***** Data provided

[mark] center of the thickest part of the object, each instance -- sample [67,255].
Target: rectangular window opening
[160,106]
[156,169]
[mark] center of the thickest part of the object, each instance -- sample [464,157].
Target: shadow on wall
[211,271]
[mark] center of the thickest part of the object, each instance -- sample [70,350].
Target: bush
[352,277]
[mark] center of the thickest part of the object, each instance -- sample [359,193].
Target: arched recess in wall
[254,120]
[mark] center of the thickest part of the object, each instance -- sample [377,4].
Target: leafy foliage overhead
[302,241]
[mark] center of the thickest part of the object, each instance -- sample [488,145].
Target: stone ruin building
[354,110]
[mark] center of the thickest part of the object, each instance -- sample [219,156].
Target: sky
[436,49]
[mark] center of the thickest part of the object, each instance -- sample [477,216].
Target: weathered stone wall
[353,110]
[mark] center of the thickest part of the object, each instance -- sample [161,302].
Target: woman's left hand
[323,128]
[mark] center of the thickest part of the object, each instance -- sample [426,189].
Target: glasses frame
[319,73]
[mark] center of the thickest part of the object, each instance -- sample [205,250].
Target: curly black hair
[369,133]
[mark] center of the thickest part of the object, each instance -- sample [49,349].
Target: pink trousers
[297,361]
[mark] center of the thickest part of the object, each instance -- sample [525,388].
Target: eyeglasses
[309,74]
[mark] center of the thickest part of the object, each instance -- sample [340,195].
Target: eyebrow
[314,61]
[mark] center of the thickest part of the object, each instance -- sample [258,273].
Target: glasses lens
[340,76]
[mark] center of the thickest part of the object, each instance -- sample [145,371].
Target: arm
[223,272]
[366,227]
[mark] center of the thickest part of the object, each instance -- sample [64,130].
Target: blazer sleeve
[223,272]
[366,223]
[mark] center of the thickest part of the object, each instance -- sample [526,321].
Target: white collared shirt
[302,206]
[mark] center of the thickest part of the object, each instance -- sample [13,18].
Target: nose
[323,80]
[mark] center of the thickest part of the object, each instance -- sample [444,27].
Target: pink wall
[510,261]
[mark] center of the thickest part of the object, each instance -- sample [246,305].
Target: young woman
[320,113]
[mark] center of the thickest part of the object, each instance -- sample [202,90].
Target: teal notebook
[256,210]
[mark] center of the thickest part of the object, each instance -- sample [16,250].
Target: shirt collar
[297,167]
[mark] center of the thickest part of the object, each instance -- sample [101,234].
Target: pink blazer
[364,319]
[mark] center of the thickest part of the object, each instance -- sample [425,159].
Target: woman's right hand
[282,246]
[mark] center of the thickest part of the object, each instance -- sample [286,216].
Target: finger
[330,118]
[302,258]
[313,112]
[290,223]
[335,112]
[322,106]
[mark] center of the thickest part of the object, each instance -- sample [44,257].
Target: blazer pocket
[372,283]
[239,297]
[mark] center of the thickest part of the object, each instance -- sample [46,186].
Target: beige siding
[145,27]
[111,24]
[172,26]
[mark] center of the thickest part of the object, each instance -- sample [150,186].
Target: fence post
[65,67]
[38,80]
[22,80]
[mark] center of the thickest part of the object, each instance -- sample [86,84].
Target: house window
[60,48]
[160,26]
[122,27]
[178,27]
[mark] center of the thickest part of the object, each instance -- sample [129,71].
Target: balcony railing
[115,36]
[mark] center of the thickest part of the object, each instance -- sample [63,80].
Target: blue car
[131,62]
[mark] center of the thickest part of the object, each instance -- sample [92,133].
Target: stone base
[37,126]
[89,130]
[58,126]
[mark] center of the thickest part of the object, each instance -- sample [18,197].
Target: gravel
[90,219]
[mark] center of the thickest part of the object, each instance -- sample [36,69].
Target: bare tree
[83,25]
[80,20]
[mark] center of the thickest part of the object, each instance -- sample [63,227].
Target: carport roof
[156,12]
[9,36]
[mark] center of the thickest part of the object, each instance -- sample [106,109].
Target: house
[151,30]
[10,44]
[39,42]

**********

> [What the task requires]
Give the lines exactly as they stand, from the line with "-- sample [63,80]." through the end of the material.

> [Reply]
[mark] center of the thickest part of the object, each instance -- sample [63,80].
Target: blue car
[131,62]
[mark] center of the thickest part of the object, each instance -- sample [92,133].
Target: stone base
[37,126]
[89,130]
[58,126]
[mark] center of the thickest part of the object, each instance -- sample [18,197].
Target: gravel
[90,219]
[mark] center of the thickest part of the object, each instance -- sample [36,69].
Target: bare tree
[83,25]
[80,20]
[mark] center of the thickest part of the object, each instance -- sample [63,227].
Target: carport roof
[156,12]
[9,36]
[mark] center of the thickest part of the object, each instance -- sample [106,109].
Target: house
[151,30]
[10,44]
[39,42]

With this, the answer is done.